--- What is expected ---
Format the entries from the very beginning up to and including the line that contains "[106,207,121,238]" as a numbered list, skipping blank lines. Omit the pictures from your answer.

Excerpts from a detection dataset
— Begin —

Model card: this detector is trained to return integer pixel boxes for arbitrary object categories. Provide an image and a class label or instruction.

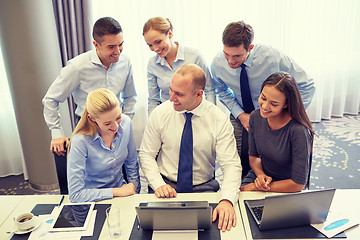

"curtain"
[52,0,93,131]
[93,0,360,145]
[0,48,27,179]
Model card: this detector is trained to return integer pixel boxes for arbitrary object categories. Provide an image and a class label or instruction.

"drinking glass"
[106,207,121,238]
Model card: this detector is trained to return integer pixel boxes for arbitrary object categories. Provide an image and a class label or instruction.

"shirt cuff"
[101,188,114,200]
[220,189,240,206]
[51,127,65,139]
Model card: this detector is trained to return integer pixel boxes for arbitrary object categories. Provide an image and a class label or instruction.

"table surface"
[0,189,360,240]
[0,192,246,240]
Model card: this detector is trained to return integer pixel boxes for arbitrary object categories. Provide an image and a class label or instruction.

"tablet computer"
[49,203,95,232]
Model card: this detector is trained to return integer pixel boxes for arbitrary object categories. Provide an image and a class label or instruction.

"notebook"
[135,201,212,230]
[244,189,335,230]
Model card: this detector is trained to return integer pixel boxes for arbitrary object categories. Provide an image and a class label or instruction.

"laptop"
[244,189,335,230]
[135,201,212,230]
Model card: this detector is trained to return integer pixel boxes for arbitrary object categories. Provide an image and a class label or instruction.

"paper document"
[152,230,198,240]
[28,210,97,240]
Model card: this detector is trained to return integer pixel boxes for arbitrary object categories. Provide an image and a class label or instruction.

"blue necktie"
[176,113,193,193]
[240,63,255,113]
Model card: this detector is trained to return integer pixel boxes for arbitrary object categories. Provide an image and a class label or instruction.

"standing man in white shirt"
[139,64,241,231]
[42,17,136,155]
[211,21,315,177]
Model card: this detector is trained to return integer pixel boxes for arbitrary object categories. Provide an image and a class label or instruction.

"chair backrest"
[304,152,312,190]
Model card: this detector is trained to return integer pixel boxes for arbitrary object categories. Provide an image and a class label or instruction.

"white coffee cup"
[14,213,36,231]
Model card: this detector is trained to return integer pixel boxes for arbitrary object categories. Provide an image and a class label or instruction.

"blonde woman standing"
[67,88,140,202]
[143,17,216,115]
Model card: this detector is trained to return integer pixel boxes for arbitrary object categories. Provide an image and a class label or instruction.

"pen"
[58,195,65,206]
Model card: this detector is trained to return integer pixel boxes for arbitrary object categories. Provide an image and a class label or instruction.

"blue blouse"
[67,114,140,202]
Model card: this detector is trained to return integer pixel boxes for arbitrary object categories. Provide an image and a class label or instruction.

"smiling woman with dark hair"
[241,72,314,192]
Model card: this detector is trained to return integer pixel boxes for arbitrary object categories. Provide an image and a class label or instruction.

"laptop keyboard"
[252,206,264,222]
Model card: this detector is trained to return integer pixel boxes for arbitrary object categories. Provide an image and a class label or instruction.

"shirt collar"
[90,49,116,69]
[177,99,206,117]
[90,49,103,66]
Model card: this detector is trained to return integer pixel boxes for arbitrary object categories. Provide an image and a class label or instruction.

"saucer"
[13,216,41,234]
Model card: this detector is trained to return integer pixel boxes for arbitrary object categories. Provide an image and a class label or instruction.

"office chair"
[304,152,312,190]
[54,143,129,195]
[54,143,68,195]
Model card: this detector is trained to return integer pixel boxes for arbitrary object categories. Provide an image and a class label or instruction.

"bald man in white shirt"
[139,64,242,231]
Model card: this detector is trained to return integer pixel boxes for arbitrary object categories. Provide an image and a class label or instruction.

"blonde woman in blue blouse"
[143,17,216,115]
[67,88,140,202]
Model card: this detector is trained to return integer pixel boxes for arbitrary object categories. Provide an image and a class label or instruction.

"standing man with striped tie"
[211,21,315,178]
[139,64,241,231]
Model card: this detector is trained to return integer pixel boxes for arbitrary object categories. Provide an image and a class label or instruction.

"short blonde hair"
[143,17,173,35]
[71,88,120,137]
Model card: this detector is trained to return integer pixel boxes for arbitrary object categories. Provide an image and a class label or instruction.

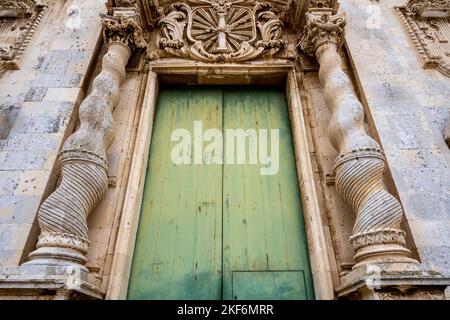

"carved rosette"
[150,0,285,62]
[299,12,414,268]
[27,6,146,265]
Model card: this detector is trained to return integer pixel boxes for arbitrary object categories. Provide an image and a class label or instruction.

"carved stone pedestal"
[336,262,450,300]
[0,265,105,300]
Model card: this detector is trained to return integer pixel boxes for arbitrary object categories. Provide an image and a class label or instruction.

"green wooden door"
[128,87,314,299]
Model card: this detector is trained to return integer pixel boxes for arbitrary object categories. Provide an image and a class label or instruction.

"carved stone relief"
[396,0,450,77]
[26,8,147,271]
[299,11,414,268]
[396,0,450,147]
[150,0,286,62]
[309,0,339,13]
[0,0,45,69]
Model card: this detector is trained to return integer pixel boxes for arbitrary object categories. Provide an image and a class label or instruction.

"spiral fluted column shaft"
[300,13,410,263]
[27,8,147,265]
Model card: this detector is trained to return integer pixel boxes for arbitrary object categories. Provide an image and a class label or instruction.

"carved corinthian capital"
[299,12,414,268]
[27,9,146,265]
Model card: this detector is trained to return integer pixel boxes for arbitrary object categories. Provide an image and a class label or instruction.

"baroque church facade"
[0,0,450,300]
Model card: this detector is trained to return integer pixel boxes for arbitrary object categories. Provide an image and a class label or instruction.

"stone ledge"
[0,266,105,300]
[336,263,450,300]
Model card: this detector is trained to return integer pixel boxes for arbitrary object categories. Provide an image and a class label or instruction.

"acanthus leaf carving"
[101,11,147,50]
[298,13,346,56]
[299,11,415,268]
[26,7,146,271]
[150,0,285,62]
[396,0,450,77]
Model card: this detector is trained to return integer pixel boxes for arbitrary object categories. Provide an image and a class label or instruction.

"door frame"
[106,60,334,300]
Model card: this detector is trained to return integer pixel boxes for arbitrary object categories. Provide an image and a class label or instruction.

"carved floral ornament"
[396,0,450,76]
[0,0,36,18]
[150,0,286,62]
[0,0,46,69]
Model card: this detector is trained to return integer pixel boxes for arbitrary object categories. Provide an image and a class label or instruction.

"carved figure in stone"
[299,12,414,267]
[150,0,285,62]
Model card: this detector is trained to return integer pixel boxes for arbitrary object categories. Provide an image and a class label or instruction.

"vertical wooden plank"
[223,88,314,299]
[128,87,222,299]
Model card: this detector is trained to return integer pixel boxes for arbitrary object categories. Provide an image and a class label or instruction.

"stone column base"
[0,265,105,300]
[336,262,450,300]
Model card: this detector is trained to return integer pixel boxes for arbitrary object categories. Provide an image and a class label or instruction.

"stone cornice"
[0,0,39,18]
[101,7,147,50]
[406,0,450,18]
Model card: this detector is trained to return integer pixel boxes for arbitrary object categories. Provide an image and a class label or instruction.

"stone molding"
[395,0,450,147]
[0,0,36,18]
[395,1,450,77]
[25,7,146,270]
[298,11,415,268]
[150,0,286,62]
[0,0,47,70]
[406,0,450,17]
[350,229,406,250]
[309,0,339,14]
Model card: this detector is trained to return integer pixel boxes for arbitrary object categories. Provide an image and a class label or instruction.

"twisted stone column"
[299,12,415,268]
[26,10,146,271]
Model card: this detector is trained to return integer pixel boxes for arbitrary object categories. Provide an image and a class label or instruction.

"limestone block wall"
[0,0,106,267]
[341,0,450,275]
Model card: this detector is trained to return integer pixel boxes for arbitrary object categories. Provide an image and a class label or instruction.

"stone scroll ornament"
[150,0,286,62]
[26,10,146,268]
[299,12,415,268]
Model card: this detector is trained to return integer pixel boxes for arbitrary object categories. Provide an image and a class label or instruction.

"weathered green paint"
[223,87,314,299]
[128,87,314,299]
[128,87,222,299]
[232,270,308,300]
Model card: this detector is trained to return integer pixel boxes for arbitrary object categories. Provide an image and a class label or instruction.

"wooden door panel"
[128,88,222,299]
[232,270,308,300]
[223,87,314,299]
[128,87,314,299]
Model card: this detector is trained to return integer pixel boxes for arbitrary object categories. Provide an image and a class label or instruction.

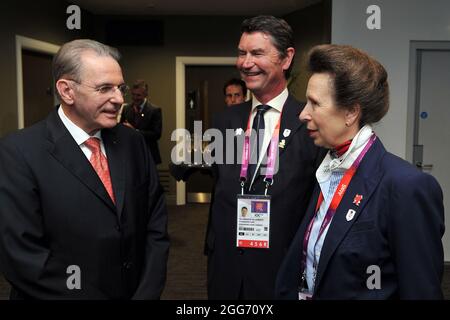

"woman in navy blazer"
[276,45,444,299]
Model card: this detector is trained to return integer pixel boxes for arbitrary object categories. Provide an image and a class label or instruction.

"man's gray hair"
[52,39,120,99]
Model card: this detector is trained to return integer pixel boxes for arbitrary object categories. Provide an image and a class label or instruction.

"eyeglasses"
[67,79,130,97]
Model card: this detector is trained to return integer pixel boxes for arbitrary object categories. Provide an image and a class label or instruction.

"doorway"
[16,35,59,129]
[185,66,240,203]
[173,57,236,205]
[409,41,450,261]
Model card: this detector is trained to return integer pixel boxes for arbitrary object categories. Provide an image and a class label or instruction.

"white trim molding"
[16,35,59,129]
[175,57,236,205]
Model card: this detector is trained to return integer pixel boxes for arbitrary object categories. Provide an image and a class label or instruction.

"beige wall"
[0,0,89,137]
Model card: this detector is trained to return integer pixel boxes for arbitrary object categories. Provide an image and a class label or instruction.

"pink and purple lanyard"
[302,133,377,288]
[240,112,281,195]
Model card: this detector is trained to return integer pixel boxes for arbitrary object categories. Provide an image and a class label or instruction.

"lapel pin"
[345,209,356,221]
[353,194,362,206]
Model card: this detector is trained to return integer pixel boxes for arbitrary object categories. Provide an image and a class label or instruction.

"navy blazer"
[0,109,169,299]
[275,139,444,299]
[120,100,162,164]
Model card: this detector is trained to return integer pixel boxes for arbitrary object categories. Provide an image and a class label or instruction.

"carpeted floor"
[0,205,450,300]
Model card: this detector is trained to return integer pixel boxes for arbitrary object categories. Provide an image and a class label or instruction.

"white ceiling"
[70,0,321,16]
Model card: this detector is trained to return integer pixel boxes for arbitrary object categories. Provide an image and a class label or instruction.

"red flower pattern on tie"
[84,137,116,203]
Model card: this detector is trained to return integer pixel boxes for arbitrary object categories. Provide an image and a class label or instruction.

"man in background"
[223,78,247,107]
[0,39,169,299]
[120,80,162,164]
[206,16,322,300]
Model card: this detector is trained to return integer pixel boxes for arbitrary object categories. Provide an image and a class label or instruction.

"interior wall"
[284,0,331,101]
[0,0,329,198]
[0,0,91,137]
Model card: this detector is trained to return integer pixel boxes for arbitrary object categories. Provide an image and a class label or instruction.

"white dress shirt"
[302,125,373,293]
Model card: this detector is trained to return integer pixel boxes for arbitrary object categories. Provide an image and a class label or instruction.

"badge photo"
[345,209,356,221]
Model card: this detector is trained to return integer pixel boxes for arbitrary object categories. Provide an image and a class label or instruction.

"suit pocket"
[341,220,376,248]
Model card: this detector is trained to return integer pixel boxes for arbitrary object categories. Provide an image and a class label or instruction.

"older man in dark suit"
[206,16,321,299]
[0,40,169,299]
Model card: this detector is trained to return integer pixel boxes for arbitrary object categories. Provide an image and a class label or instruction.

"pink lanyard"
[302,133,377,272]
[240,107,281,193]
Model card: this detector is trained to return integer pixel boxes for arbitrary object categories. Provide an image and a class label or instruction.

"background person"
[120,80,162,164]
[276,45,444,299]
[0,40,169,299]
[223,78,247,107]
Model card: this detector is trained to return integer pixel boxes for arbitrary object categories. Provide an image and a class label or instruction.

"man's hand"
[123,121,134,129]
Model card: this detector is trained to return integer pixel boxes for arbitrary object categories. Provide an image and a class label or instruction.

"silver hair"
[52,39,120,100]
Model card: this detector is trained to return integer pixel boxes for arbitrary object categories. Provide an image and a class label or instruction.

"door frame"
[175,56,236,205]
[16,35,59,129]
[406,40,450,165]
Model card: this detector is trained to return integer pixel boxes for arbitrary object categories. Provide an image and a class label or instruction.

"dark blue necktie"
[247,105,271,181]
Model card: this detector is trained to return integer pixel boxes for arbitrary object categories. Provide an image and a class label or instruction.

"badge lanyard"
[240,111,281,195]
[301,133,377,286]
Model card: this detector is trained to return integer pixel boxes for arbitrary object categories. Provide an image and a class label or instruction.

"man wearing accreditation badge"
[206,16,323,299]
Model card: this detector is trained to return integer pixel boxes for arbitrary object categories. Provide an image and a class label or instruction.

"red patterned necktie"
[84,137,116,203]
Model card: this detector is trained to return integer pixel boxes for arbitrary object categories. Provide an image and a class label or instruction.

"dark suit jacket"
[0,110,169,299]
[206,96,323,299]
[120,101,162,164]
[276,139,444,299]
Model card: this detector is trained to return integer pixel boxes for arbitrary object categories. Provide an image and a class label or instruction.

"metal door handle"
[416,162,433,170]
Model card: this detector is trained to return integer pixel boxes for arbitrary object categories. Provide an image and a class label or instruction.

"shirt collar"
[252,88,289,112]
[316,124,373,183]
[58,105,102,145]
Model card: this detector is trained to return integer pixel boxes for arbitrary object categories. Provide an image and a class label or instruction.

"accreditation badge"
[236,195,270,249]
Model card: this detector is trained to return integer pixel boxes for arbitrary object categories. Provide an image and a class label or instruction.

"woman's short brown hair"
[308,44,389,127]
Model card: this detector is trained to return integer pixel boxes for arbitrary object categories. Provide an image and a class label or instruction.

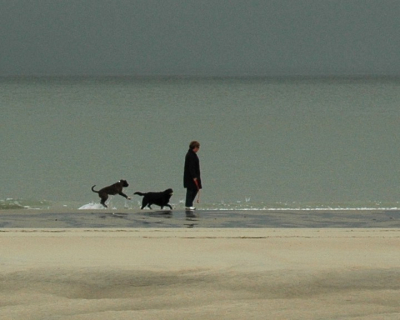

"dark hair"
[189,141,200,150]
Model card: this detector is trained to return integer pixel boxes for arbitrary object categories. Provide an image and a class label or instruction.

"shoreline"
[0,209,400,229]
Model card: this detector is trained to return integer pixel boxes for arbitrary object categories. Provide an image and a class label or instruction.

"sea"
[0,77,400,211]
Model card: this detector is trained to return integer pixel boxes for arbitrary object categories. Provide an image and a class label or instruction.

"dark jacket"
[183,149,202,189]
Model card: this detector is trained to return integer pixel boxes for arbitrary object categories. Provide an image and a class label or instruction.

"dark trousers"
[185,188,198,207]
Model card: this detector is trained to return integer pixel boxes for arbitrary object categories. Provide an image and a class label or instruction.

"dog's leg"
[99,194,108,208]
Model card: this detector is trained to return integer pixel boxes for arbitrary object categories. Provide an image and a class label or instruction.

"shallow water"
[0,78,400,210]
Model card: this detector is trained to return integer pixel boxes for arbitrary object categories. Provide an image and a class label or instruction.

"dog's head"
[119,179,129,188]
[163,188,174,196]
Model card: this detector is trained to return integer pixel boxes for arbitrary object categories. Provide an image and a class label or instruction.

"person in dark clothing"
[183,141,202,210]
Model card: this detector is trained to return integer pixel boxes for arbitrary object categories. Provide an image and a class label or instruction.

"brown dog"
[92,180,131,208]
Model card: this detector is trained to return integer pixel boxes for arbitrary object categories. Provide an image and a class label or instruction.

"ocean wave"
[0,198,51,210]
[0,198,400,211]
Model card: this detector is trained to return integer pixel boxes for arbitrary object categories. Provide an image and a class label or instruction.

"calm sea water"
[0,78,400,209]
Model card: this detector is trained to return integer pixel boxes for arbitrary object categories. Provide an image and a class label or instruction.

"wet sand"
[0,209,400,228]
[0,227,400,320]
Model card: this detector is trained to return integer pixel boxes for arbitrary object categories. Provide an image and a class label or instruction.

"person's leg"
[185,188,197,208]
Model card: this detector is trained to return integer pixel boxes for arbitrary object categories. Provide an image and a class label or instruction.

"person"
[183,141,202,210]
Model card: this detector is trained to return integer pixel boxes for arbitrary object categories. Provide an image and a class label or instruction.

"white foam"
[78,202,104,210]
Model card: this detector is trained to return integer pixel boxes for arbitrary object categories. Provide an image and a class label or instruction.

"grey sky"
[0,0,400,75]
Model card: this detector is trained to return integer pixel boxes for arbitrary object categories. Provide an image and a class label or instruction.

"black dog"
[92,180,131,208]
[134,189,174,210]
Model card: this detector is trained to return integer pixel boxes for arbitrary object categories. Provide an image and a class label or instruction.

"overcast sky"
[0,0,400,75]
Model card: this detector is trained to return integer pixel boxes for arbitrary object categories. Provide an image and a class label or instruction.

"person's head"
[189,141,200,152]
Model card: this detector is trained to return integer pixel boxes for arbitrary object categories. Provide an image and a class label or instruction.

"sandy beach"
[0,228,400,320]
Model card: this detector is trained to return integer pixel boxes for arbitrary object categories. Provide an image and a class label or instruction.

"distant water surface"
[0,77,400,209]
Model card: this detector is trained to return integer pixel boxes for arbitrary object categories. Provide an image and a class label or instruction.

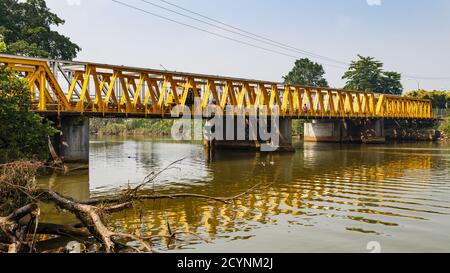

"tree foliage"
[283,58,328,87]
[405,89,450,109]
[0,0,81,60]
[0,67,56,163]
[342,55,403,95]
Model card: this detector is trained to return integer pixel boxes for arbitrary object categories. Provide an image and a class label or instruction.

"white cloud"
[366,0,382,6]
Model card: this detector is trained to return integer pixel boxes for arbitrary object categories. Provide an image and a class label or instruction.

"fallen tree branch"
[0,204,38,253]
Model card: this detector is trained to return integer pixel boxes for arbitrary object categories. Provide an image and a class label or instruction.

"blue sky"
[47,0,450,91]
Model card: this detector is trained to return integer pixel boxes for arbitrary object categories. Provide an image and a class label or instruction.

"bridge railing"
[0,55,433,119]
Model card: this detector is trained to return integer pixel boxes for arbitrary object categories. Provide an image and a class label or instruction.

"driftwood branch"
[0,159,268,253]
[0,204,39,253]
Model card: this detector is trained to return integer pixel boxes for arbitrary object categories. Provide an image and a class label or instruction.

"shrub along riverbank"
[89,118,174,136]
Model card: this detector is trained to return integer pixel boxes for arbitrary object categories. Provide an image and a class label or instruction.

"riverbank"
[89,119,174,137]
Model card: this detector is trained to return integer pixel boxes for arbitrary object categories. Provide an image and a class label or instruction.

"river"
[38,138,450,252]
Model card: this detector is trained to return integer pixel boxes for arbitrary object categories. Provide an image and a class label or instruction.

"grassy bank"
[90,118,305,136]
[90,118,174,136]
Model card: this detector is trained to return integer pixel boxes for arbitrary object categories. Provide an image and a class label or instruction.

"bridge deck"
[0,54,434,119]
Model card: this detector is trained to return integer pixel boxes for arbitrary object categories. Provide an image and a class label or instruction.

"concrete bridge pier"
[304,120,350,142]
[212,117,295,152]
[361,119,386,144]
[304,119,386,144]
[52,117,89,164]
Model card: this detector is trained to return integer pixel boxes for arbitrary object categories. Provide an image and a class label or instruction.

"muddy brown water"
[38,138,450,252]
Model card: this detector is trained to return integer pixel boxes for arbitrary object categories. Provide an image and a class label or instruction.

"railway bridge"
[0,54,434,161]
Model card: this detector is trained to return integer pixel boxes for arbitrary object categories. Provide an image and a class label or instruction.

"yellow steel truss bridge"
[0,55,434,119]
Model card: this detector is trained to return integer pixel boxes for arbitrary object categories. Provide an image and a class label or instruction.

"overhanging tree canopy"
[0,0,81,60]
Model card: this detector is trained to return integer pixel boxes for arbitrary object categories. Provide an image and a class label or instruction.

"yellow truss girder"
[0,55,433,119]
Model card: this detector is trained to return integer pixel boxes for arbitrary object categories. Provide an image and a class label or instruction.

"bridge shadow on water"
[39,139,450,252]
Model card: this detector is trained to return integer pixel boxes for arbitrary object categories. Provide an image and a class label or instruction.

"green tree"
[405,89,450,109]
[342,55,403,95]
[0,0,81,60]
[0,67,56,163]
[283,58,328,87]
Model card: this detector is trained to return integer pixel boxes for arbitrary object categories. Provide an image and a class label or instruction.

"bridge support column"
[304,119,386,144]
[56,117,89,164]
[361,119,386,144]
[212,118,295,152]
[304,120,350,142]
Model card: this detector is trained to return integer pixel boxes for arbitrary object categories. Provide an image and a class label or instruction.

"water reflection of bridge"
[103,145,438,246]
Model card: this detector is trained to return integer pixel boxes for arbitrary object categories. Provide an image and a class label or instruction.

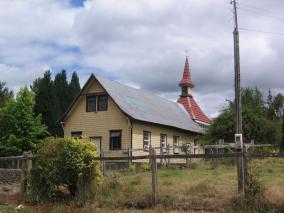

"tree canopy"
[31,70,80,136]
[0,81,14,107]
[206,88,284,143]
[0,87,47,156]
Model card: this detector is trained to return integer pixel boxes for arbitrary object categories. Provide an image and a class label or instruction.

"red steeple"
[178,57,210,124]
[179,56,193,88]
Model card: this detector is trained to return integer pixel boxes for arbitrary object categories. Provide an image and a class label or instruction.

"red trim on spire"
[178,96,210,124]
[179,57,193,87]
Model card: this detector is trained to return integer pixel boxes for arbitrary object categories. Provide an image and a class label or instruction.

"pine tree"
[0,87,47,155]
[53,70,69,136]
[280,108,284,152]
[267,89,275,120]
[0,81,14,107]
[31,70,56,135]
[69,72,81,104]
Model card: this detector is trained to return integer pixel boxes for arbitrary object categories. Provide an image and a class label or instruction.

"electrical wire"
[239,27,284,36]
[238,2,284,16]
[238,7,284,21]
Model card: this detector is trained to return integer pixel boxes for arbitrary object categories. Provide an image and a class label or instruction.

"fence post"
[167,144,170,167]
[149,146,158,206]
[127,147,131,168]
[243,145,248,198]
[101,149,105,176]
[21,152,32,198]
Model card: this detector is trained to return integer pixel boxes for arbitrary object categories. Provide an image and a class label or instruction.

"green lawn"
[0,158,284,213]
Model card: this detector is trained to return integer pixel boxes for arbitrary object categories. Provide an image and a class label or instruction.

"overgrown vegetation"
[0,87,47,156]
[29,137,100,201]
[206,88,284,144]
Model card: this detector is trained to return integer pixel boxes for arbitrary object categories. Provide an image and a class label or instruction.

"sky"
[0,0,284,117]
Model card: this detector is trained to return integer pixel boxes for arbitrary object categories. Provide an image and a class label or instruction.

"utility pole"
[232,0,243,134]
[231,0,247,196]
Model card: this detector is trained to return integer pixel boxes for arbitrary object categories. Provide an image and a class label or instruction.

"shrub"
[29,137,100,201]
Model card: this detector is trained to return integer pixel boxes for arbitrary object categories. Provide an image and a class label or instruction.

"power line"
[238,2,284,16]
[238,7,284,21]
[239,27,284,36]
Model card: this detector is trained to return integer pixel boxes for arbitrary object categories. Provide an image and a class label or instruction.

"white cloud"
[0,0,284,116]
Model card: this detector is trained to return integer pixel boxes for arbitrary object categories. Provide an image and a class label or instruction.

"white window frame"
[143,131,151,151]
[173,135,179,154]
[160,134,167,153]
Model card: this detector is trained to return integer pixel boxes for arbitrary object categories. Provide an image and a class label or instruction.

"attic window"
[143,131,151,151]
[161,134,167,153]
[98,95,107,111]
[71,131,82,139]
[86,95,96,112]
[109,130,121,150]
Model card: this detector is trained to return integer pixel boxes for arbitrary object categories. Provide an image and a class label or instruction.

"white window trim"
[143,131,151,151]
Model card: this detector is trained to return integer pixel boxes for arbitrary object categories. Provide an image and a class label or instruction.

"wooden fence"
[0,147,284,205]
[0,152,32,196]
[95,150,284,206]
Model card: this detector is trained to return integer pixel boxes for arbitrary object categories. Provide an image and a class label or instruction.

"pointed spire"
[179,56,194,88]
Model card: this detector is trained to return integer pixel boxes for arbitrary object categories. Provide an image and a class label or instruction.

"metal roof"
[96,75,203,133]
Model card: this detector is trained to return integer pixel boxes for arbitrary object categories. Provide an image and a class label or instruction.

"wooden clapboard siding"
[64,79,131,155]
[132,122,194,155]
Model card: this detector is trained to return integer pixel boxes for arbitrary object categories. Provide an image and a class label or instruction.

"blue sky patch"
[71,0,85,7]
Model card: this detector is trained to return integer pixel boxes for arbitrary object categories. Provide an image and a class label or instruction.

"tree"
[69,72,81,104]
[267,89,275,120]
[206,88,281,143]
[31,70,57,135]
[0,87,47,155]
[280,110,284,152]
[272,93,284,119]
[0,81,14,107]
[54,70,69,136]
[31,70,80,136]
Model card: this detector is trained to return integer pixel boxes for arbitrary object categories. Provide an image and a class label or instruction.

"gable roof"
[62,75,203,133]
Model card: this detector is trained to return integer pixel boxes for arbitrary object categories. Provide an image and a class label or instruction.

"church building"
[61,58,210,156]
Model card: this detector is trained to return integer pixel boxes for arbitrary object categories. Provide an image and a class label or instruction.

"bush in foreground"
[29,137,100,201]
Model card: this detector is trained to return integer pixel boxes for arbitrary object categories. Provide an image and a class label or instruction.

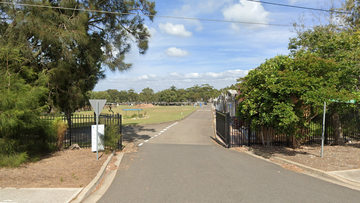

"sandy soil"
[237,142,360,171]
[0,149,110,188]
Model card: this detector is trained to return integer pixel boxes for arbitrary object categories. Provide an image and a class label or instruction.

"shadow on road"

— End —

--- Completed task ---
1. Model card: this detector is trained to return integer pixel boxes for arbitrary object categories. Provide an image and a class label or instruction.
2. "curtain"
3. [52,0,93,131]
4. [93,0,360,145]
5. [0,48,27,179]
6. Model card: this detector is trained to return integer pixel boxes for arbitrary object categories. Provide an image and a class label or instruction.
7. "drinking glass"
8. [106,207,121,238]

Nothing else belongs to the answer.